Written problem :: Rewrite only the stretch from "Check that each instance of the spire" through "<point>217,284</point>", changing "spire" to "steeple" and leaving everything else the same.

BEGIN Data supplied

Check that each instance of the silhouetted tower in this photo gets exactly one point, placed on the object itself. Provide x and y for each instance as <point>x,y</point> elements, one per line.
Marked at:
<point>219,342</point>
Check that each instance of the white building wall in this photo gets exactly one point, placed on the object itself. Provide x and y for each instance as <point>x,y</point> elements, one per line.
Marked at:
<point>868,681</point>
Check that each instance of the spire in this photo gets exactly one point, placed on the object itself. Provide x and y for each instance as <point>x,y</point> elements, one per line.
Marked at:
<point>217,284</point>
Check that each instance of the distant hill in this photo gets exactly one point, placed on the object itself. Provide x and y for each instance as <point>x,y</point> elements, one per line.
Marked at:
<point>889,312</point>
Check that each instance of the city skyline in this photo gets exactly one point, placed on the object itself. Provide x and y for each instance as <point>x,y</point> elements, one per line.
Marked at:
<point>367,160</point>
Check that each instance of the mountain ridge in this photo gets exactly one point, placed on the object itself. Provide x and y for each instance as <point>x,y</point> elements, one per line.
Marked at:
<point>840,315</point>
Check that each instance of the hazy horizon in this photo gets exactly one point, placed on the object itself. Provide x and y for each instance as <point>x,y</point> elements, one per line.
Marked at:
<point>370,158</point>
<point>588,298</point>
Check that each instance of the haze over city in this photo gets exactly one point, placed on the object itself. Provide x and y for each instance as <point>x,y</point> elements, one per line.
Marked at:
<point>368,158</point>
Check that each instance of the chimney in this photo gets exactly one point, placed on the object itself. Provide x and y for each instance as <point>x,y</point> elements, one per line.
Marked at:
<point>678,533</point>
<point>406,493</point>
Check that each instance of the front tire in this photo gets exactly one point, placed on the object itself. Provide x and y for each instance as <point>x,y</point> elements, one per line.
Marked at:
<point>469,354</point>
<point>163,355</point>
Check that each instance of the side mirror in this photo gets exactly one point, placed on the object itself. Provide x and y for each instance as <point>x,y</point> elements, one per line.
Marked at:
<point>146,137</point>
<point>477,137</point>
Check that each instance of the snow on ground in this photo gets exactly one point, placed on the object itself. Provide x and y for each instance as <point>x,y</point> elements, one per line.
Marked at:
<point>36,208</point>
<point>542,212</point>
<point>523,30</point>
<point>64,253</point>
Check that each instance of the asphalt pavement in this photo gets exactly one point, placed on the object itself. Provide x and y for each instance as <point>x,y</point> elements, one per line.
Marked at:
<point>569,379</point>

END Data supplied

Exercise response ::
Check that each instance of the steeple in this photo gets exactly one point, placed on the object itself. Provide x and y for each instance as <point>x,y</point> elements, one per line.
Marked at:
<point>217,284</point>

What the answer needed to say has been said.